Set exercise: Reproduce the records that follow in full, excluding any picture they contain.

━━ Given records

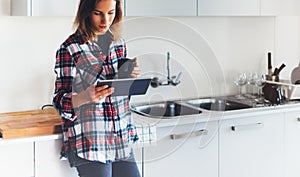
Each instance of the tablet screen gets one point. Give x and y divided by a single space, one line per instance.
128 87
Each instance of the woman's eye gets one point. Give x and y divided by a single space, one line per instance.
111 13
97 13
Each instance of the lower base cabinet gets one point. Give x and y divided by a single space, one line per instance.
16 159
252 146
48 162
185 150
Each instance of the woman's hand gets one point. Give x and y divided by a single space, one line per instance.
91 94
135 72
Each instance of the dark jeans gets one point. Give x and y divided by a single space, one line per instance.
121 168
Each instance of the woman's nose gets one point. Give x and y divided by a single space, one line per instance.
104 19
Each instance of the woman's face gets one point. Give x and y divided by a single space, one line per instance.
103 15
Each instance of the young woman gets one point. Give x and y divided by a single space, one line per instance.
97 127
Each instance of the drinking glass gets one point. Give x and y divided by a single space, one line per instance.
260 82
240 81
251 80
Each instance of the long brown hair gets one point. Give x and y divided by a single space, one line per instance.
83 23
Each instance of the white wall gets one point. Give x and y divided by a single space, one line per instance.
210 51
29 43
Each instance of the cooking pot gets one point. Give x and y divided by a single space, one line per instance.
295 75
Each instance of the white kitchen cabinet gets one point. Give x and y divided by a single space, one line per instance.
280 7
292 144
228 7
252 146
16 159
193 152
44 8
48 162
161 8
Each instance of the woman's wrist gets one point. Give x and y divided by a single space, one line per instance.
80 99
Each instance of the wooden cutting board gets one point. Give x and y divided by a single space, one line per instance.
29 123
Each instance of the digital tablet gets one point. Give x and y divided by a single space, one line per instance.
128 86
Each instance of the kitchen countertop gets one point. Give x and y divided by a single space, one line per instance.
29 123
50 116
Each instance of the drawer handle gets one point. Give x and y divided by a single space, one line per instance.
247 126
188 135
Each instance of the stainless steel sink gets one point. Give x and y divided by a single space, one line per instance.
164 109
217 104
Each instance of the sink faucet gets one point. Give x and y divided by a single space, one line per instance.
174 80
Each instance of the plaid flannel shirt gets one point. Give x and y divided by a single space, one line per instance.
95 131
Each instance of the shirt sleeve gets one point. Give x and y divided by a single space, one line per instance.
64 70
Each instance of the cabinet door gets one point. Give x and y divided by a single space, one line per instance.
48 162
161 8
16 159
44 7
228 7
252 146
292 144
189 150
280 7
54 7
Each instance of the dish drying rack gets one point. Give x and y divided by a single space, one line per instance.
290 91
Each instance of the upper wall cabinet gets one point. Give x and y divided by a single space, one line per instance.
228 7
44 7
280 7
160 7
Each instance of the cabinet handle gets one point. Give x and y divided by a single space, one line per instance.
188 135
247 126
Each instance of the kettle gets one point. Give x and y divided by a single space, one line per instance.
295 75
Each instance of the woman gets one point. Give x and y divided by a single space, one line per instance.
97 127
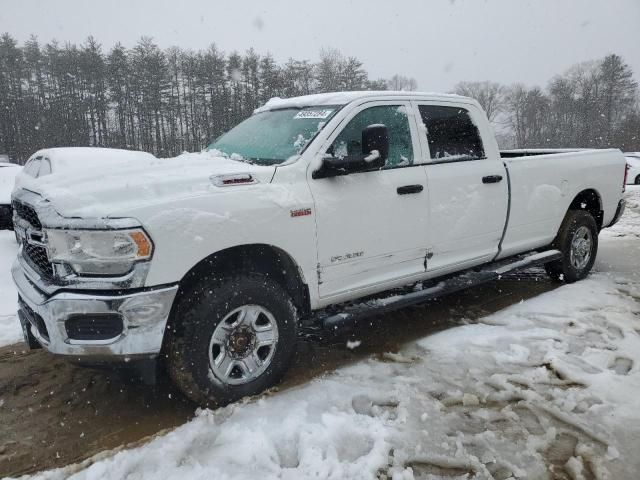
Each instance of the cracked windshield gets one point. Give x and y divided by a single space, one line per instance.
357 240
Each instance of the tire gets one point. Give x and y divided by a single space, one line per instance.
240 311
577 239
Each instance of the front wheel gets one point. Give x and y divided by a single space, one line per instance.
578 242
236 339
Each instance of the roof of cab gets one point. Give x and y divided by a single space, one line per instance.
90 153
343 98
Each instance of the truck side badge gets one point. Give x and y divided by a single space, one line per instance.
301 212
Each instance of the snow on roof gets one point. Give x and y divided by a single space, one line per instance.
91 154
342 98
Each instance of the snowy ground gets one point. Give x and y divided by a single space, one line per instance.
547 388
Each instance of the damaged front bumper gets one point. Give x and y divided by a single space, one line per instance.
95 326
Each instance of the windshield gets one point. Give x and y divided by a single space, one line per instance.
271 137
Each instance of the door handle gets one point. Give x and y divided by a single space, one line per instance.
492 179
407 189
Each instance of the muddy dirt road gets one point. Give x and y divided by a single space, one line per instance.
53 413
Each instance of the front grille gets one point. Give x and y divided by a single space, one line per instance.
27 213
35 255
37 258
34 319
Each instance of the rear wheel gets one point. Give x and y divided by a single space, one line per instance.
235 340
578 242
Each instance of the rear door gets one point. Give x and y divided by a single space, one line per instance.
372 226
468 186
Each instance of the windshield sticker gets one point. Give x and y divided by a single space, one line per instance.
320 114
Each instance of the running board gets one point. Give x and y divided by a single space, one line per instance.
336 316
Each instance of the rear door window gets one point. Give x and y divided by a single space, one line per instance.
451 134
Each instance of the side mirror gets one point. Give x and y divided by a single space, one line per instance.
375 151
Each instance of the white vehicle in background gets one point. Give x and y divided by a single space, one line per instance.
8 173
312 212
633 162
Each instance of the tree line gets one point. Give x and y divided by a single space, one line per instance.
593 105
174 100
146 98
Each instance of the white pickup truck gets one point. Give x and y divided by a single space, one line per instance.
313 211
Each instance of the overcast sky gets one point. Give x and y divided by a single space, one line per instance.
438 42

━━━━

The response:
Each instance of the tablet screen gets one point. Give x and y divided by a single space, one line per instance.
128 87
Each instance of the woman's eye gets one point. Give x and y divided by a single space, one line per instance.
111 13
97 13
Each instance of the lower base cabinet gets one point. Give x and y divided by a single space, one line per instance.
16 159
252 146
48 162
185 150
Each instance of the woman's hand gets one point. Give x and y divided by a single space, one line per instance.
91 94
135 72
Each instance of the dark jeans gets one point. Give x and y divided by a single space, one line per instance.
121 168
Each instance of the woman's nose gets one point. Give x and y divided by a single space, one line per instance.
104 19
Each instance of the woman's face gets one point. Give x and y divided by a single space, one line per instance.
103 15
Each instance of the young woman gets one point. Give x and y divided by a single space, one line per instance.
97 127
Each instance of the drinking glass gets one point. Give x and y divided by a single space, one line per instance.
260 82
240 81
251 80
Each instance of the long brown hair gets one point. Give x and y divided by a single space, one line per instance.
83 23
Each instance of the white wall gets one point. Give x and y divided by a single space, one line per instance.
210 51
29 43
Each instance of the cooking pot gets one point. Give x and y divided by a single space, one line per instance.
295 75
Each instance of the white kitchen cabinet gets one point. Give x and y divided by a single space, one line per instance.
280 7
292 144
228 7
252 146
16 159
193 152
44 8
48 162
161 8
Each instance of the woman's wrist gets one point. Give x and y divided by a single space, one line per instance.
80 99
Each instance of the wooden cutting board gets one point. Give x and y divided by a single space, one line per instance.
29 123
Each instance of the digital tablet gets one point. Give x and y divided by a single space, one line per instance.
128 86
Each instance of the kitchen countertop gets one point. Give x and y divided by a single space, one line per instance.
29 123
50 116
Each instance of the drawer handle gets one point. Give x and y divided by a single space, one line per instance.
247 126
188 135
Each instance of the stainless steel sink gets one point. Give x and y divided by a single space, one line per instance.
164 109
217 104
Each instance of the sink faucet gets one point. Give x and y divided by a single space, one line per instance.
174 80
Each instance of the plaid flannel shirt gets one point. Give x and y divided by a single space, one line per instance.
95 131
Each instance of the shirt sleeve gets one point. Give x and y divided by a single space, one line per instance.
64 70
Each instance of the cabinet door gets one point. Give x and y divided by a single space, one line per instance.
48 162
161 8
16 159
44 7
228 7
252 146
292 144
189 150
280 7
54 7
Each instance of the dish drying rack gets one point. Give x and y divided by a single space, one line per instance.
290 91
Each instance of the upper wall cabinet gets one point. Give x and y divided by a single space, one line per instance.
228 7
44 7
280 7
160 7
Each instance of the cabinet handle gets one point. Give x and y divided by a single space, one line per instance.
188 135
247 126
Each instance of the kettle gets one point. Give x and y divided by a single space, one line per instance.
295 75
Each instance of the woman gets one point. Give x and y divided by a single space, one line per instance.
97 127
Each instance of the cracked windshield gets one point. Give x and y divided by a single space, one line per instance.
357 240
Each instance of the tire gets one point. Give x and y divided by a single space, one line per instance.
240 311
577 239
Each instance of the front wheel gets one point. Give x and y divided by a single space, one line per instance.
578 242
236 339
Each instance of the roof of cab gets one point. Give x and y divided by a single space, one line per instance.
90 153
343 98
Each instance of the truck side badge gets one point. Give x and y divided by a single space, one line per instance.
301 212
Each instance of the snow on roof gets one point. Give x and y divided by a single space, one line per instance.
91 154
342 98
Each instance of the snowy ground gets one point. Give x and y divided by a single space, one line per instance.
547 388
Each instance of the damaged front bumper gets one point. Give x and y divided by a single space, one line per instance.
95 326
Each instance of the windshield gets one point. Give x and y divided by a single space, one line per instance.
271 137
Each instance of the door handle gets one point. Give x and y divided by a single space, one line per instance.
492 179
407 189
Each instance of the muddy dirt road gets one point. Give x and y divided by a single space, one line per instance.
53 413
Each instance of the front grille gets one point. Give x and y divided by a single space, one line per instance.
27 213
35 255
37 258
34 319
Each instance of the rear wheel gets one point. Give x and y divided by a single space, one line per instance.
235 340
578 242
Each instance of the rear door gets one point. Give x and y divided by a single space, one line per instance.
372 226
468 186
Each instance of the windshield sticker gets one point. Give x and y divided by a single space, one line per instance.
320 114
Each instance of the running board gets one point. Give x and y divided by a single space, one line per instance.
336 316
Each instance of the rear door window gets one point. Give x and y divided by a single space, one line per instance.
451 134
Each instance of the side mirror gets one point. Give x and y divided by a single space, one line per instance.
375 151
Each instance of the white vehicle in background gets one point. Give x and y divided by a single space, one line per instance.
8 173
312 212
633 162
Each instance of the tree line gets one point. Give x and y divided by a single space, one line per instance.
593 105
174 100
146 98
Each instance of the white pickup truck gets one point. Give x and y divided by a single space, one line per instance.
313 211
Each instance of the overcast sky gets one point. Give x and y divided by a single space, one line per instance.
438 42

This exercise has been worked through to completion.